◆ **Entries on locating named objects**:
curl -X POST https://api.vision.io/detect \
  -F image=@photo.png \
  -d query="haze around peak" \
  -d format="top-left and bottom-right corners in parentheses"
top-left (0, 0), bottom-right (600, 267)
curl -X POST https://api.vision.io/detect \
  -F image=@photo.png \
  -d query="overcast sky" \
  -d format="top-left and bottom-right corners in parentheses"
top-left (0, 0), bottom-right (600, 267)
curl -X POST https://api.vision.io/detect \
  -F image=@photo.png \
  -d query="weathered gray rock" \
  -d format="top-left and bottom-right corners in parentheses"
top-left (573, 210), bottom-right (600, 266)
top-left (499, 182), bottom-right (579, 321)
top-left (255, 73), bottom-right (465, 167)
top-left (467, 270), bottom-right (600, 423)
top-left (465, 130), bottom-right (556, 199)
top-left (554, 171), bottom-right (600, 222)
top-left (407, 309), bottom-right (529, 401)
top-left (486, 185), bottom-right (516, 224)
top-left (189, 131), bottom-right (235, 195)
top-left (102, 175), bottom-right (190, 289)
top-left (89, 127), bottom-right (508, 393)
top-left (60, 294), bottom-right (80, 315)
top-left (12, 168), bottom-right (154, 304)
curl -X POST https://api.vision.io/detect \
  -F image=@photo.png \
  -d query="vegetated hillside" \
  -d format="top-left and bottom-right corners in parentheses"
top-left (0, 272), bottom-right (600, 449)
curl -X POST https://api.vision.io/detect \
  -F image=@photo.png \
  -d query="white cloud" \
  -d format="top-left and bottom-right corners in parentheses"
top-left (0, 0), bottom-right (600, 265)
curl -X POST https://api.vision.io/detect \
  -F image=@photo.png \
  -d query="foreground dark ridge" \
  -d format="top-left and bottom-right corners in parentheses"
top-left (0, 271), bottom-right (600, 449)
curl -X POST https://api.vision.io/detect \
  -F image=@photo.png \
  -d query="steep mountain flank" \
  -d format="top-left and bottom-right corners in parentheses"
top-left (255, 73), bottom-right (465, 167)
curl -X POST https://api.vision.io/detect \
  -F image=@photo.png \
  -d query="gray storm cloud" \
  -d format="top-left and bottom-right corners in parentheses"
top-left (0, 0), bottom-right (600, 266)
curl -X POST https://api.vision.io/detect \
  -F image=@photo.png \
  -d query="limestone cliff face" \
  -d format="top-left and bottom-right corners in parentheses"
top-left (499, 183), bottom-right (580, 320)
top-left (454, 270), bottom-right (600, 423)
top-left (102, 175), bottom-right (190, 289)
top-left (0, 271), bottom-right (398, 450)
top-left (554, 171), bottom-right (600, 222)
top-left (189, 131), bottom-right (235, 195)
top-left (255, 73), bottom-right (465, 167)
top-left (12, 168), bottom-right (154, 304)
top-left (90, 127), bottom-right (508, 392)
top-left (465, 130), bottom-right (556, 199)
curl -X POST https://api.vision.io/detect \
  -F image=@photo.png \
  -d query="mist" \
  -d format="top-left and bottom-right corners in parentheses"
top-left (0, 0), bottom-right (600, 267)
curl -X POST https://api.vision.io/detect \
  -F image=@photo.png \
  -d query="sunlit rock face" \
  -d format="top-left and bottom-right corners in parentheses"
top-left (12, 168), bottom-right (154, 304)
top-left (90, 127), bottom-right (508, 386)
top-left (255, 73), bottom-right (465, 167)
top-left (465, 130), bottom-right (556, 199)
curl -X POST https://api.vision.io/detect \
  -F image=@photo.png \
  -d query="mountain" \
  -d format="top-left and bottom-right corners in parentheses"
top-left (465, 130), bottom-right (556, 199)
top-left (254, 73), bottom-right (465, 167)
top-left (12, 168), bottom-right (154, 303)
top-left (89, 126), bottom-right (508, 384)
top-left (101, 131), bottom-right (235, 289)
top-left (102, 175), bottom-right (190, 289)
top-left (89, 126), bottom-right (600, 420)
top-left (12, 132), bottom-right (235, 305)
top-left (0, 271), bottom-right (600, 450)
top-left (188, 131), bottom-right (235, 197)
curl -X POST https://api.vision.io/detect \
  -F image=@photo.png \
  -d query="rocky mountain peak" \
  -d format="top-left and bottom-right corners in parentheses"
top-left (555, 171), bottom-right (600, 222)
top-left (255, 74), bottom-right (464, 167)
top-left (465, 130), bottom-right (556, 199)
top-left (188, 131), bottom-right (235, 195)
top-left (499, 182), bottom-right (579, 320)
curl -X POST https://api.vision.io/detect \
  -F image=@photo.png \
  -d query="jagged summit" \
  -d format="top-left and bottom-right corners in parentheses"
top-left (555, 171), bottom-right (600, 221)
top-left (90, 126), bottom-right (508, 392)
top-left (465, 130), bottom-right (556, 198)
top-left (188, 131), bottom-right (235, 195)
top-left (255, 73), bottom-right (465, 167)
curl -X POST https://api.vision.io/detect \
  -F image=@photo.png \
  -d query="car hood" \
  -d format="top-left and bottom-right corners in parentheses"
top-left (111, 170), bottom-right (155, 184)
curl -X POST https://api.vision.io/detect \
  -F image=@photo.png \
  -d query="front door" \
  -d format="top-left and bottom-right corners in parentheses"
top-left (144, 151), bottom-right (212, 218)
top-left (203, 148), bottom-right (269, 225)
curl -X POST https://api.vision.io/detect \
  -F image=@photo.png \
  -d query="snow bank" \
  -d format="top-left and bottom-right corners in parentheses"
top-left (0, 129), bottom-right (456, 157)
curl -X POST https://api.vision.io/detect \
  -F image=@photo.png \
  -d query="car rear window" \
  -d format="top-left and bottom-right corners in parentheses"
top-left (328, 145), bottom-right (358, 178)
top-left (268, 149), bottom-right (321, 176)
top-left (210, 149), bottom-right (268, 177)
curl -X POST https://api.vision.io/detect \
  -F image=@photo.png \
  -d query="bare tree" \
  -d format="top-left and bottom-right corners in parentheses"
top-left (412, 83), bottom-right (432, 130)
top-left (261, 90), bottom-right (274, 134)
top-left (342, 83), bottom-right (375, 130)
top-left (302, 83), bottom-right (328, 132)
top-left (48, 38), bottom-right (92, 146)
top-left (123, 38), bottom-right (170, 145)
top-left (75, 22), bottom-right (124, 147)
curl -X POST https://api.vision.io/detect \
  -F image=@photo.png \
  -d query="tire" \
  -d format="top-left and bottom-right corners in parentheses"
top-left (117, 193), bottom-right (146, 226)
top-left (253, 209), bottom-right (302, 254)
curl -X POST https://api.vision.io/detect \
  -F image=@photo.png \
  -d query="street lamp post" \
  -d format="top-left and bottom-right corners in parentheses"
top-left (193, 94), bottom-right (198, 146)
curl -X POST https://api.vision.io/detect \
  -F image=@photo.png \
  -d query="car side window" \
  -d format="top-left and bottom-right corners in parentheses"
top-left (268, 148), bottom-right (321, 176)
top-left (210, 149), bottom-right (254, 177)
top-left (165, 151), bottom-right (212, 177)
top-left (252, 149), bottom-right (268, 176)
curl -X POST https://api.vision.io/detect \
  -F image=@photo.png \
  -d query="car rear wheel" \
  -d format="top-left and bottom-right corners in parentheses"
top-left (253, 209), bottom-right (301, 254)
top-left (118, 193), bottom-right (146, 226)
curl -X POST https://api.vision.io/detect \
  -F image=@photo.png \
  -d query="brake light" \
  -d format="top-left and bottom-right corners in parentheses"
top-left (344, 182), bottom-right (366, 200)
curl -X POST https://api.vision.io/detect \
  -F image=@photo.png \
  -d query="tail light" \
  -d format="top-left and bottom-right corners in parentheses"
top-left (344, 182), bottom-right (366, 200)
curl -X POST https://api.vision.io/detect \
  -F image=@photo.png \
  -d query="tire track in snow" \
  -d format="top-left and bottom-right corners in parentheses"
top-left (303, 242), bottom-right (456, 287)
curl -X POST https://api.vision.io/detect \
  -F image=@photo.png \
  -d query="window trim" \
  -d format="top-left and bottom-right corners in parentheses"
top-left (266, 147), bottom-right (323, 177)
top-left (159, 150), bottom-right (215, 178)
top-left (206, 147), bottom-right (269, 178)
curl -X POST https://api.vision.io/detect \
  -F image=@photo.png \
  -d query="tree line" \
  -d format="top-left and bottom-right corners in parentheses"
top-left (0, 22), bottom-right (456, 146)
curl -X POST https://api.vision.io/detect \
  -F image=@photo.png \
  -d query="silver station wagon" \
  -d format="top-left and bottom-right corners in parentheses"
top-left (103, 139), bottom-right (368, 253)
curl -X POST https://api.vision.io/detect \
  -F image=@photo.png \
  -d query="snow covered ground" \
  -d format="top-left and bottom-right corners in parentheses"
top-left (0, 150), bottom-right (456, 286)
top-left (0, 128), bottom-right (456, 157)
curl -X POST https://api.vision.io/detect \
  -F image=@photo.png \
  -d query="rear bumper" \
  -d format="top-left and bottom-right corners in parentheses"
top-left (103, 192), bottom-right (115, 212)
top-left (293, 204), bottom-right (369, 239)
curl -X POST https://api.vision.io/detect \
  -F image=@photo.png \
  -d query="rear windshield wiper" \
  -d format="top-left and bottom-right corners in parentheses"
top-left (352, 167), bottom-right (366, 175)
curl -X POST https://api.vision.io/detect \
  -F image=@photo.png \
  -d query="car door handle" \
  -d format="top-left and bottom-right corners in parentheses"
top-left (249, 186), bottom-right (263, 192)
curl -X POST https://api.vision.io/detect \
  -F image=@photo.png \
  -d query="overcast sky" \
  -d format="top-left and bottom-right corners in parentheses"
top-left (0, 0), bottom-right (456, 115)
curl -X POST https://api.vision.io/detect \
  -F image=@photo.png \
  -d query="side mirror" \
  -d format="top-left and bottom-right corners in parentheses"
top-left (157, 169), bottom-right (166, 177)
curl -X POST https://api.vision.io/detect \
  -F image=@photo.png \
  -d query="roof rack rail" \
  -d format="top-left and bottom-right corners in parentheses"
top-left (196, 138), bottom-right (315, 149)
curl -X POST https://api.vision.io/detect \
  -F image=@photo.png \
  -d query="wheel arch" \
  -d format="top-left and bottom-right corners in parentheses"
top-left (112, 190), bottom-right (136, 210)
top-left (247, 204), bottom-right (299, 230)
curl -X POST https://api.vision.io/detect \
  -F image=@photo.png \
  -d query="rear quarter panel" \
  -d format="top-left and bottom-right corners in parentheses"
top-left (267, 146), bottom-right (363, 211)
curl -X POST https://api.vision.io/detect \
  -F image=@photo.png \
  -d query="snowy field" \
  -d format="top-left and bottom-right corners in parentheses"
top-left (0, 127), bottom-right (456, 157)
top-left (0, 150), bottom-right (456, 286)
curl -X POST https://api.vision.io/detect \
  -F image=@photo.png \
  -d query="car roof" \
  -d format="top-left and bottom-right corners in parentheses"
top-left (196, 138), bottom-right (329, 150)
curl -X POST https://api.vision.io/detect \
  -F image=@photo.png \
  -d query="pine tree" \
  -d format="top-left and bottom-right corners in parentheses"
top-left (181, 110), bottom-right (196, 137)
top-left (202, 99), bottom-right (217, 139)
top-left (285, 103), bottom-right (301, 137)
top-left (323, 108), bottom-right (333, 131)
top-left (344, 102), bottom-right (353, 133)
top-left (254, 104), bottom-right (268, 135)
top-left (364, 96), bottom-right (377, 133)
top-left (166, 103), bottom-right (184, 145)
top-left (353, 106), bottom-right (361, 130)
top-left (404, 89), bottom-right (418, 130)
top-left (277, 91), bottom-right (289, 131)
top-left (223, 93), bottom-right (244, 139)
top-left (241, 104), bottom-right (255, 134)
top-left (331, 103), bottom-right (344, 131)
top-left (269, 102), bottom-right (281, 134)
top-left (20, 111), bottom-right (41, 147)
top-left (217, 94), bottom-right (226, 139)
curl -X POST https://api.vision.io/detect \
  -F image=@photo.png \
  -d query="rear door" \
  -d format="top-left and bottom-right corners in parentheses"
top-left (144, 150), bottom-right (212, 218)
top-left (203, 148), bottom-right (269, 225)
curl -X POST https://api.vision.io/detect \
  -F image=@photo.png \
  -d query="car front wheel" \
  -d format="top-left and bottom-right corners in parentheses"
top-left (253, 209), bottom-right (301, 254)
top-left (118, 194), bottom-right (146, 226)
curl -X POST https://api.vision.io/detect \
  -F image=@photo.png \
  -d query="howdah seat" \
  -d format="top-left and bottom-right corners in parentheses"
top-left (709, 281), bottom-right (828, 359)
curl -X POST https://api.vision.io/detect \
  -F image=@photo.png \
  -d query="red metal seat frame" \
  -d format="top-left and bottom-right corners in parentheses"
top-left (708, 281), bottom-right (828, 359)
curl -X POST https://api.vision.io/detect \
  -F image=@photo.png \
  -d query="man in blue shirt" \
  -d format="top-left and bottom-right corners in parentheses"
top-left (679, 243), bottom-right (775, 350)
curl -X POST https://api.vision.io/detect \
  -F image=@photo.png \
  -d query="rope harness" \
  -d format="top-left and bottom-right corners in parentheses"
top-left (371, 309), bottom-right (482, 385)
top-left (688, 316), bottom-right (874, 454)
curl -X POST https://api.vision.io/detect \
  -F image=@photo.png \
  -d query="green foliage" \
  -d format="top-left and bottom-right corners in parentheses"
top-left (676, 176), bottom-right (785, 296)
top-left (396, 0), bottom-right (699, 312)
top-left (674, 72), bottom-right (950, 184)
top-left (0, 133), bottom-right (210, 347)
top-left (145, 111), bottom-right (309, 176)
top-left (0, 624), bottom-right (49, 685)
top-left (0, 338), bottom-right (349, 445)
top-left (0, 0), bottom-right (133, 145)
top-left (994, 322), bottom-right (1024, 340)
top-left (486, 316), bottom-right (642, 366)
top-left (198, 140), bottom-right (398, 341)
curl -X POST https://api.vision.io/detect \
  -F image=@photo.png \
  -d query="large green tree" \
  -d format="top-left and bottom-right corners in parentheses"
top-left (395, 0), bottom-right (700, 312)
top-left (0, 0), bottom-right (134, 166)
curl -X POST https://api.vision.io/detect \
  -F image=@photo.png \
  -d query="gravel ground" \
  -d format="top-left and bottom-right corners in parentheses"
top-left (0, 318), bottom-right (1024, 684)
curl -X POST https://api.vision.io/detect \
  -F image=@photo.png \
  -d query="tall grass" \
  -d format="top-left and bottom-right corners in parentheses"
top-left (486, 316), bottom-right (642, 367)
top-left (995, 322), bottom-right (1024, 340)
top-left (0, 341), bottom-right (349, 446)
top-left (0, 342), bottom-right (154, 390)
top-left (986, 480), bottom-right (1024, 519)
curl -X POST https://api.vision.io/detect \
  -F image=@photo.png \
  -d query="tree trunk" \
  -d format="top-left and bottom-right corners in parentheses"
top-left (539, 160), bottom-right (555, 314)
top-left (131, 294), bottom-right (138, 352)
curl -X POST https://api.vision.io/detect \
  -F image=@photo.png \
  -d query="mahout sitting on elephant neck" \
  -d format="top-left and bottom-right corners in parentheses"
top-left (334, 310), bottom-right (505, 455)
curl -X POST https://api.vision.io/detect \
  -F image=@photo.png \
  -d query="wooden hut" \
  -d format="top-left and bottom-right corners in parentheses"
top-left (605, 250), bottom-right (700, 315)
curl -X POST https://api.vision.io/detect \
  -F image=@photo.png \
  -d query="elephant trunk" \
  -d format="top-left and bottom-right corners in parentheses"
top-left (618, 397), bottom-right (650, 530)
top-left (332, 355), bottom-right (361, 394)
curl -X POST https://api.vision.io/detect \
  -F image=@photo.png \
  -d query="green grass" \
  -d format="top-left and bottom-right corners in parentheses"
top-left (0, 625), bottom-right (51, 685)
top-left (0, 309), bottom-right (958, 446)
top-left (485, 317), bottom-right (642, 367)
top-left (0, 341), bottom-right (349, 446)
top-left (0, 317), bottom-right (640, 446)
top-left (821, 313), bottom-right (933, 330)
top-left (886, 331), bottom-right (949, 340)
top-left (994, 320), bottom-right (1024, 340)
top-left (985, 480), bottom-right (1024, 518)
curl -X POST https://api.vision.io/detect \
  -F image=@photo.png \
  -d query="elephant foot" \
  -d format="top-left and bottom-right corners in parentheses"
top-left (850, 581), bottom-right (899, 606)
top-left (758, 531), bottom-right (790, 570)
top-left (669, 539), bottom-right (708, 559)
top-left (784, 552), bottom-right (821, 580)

◆ **Exercise details**:
Pick out every line above that contains the word "grass" and copy each one in full.

◆ **Written answer**:
  -d query="tall grass" \
  -d query="green grass" \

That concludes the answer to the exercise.